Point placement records
· · · · · · ·
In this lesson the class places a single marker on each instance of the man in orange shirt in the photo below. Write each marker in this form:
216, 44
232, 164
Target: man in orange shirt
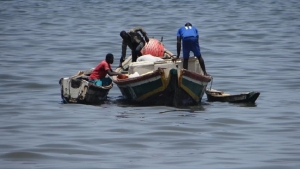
98, 76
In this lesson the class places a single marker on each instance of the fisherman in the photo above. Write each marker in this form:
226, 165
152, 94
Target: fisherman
98, 76
190, 42
134, 41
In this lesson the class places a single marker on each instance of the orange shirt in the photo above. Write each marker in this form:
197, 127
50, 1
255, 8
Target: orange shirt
100, 71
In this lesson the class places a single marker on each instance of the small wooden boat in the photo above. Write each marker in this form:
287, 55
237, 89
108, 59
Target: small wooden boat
216, 95
77, 89
162, 82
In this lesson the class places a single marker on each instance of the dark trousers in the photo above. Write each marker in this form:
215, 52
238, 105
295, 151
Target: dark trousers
137, 51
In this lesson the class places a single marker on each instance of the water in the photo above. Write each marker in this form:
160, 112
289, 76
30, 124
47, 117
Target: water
246, 45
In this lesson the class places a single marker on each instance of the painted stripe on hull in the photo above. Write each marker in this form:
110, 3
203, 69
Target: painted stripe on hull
141, 90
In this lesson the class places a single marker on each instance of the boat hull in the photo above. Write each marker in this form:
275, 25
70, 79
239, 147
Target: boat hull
77, 89
249, 97
180, 88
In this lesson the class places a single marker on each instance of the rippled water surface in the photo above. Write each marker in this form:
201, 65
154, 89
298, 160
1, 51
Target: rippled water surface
246, 45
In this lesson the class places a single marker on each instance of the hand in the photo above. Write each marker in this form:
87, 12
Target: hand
146, 39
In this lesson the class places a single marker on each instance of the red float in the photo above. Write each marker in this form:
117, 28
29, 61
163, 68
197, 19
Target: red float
154, 47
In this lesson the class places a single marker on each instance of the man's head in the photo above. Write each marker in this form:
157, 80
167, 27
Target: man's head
188, 24
109, 58
123, 34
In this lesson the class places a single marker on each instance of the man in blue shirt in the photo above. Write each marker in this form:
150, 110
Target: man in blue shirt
190, 42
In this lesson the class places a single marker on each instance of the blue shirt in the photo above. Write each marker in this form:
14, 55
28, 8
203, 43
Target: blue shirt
187, 31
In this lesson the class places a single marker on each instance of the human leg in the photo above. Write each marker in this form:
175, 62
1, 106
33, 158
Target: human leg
134, 55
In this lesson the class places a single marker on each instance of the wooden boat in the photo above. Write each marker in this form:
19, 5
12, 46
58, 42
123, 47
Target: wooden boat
216, 95
162, 82
77, 89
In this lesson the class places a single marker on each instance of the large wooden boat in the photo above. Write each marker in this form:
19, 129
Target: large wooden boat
77, 89
162, 82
· · · · · · ·
## Work required
Copy everything in the records above except the pictures, exactly as written.

## Correct response
In this lesson the class places a single marker on each instance of the man in orange shirt in the photo below. Write each marker in this form:
216, 44
232, 164
Target: man in orange shirt
98, 76
In this lesson the class places a single marker on each instance of the fisherman in the photo above. Write each marker in this form:
226, 165
152, 94
Target: fisherman
98, 76
190, 42
134, 41
In this lesson the class places a single marker on each instance of the orange shirt in the photo above. Write each marker in this form:
197, 127
50, 1
255, 8
Target: orange shirt
100, 71
In this lesson the class places a single marker on each instance of the small wooden boat in the photo above. Write each marker in this form:
287, 55
237, 89
108, 59
Target: small wooden boat
216, 95
77, 89
162, 82
In this lesson the class places a single marker on each instance of the dark trousers in the photo above. Write each marker in this form:
215, 52
238, 105
295, 151
Target: dark trousers
137, 51
In this lesson the class places a single marker on each instance of the water in the photo above. Write each marker in this form:
160, 112
289, 76
30, 124
47, 117
Target: water
246, 45
In this lesson the class places a single marker on each instance of the painted stripe on hull in the photo above. Write each marker in this form:
110, 3
203, 69
Target: painted stripe on hull
141, 90
In this lesson the class places a single marker on each instance of the boat hull in the photo above. Write each marker in this form:
275, 25
70, 79
239, 147
Target: boat hull
77, 89
249, 97
180, 88
In this lesson the class places a single marker on each instance of the rippled water surface in the photo above. Write each marker in this form:
201, 65
154, 89
298, 160
1, 51
Target: rippled water surface
246, 45
In this lesson the class places a single marker on each instance of the hand in the photo above. Write each marker in this form:
87, 12
Target: hand
146, 39
In this lesson the class places a single marker on each instance of the red float in the photo above. Write each marker in this form:
117, 28
29, 61
163, 68
197, 19
Target: red float
154, 47
In this lesson the class places a single marker on each instance of the man's head in the photo above. Write each marker in this form:
157, 80
167, 27
Target: man's head
188, 24
109, 58
123, 34
In this lesson the class places a single marker on each instance of the man in blue shirt in the photo above. Write each marker in this form:
150, 110
Target: man in blue shirt
190, 42
In this lesson the class places a single marker on each instance of the blue shirt in the photo above. Write each marker in this form:
14, 55
28, 8
203, 43
Target: blue shirt
187, 31
In this lesson the class places a single marker on each instance of the human leg in the photo above. Write each marker in this form:
175, 62
1, 106
33, 158
Target: human leg
134, 55
In this lesson the class places a single marker on each instance of the wooden boat in the photo above. Write each marker in this form:
19, 5
12, 46
58, 42
123, 47
Target: wooden boat
216, 95
162, 82
77, 89
In this lesson the class places a single marker on each instance of the large wooden boat in the photo above. Write each marker in this form:
19, 129
Target: large wooden boat
77, 89
162, 82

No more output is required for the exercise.